(Stored data entries)
********************

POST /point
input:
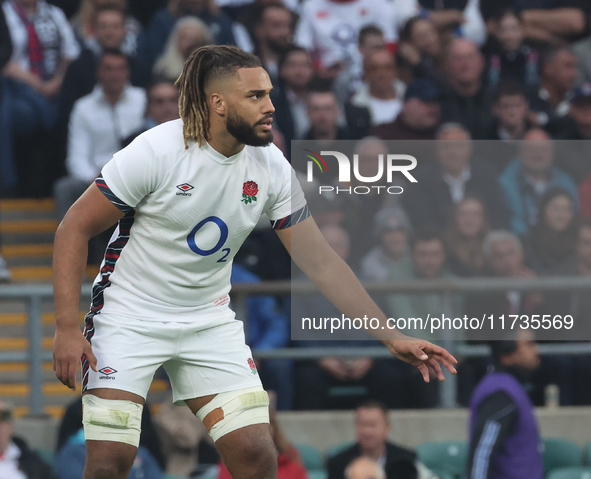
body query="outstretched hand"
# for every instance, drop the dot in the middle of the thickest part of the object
(424, 355)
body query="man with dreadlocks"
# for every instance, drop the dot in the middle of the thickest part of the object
(185, 195)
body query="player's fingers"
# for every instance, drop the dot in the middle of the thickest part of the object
(91, 357)
(434, 365)
(424, 371)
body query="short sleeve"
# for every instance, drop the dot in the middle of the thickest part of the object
(289, 196)
(132, 173)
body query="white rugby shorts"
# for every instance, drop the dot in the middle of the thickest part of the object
(206, 356)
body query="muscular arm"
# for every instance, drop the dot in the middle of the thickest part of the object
(495, 421)
(92, 214)
(336, 281)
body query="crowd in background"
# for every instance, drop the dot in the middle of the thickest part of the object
(82, 78)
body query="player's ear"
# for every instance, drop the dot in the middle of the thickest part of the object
(218, 103)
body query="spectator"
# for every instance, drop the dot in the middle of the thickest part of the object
(315, 379)
(550, 243)
(155, 37)
(188, 34)
(329, 29)
(558, 72)
(85, 24)
(81, 75)
(268, 328)
(420, 114)
(464, 237)
(527, 178)
(554, 21)
(72, 423)
(365, 468)
(43, 46)
(504, 437)
(427, 261)
(273, 35)
(17, 460)
(393, 229)
(98, 123)
(289, 465)
(508, 58)
(69, 464)
(467, 100)
(510, 109)
(185, 443)
(323, 112)
(379, 98)
(455, 174)
(350, 79)
(372, 427)
(290, 98)
(420, 44)
(504, 254)
(163, 106)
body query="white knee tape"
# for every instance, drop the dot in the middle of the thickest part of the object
(111, 420)
(235, 409)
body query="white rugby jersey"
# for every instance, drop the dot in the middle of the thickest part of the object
(330, 29)
(188, 211)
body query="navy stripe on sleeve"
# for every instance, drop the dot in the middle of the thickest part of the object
(293, 219)
(100, 182)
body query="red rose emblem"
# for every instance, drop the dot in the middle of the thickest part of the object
(250, 188)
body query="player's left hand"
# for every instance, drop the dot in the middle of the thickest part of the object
(424, 355)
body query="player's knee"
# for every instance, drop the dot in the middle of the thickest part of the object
(233, 410)
(111, 420)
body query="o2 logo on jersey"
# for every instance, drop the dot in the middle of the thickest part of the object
(223, 227)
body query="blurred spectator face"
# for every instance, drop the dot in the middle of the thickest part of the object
(323, 111)
(191, 7)
(454, 150)
(190, 37)
(470, 217)
(371, 428)
(424, 36)
(110, 28)
(506, 258)
(297, 70)
(584, 245)
(380, 70)
(580, 111)
(5, 426)
(363, 468)
(527, 355)
(372, 43)
(421, 115)
(113, 73)
(537, 152)
(561, 70)
(338, 239)
(428, 258)
(464, 63)
(511, 111)
(163, 103)
(394, 243)
(275, 27)
(559, 212)
(510, 32)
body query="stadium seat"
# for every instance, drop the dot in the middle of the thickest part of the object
(311, 457)
(560, 453)
(571, 473)
(445, 456)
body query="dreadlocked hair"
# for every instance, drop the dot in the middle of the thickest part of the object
(205, 64)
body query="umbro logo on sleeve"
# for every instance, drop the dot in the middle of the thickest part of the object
(185, 187)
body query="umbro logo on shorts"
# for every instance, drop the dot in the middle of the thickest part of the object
(184, 188)
(107, 371)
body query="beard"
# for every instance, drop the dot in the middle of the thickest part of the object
(245, 133)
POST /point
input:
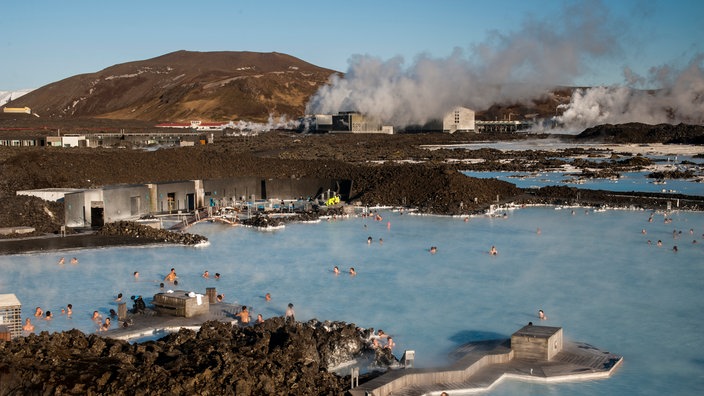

********************

--- TASK TO COMPLETE ---
In how many lines of the data does the string "umbro" appear? Only the number should be given.

--- RESULT OF THE TASK ---
2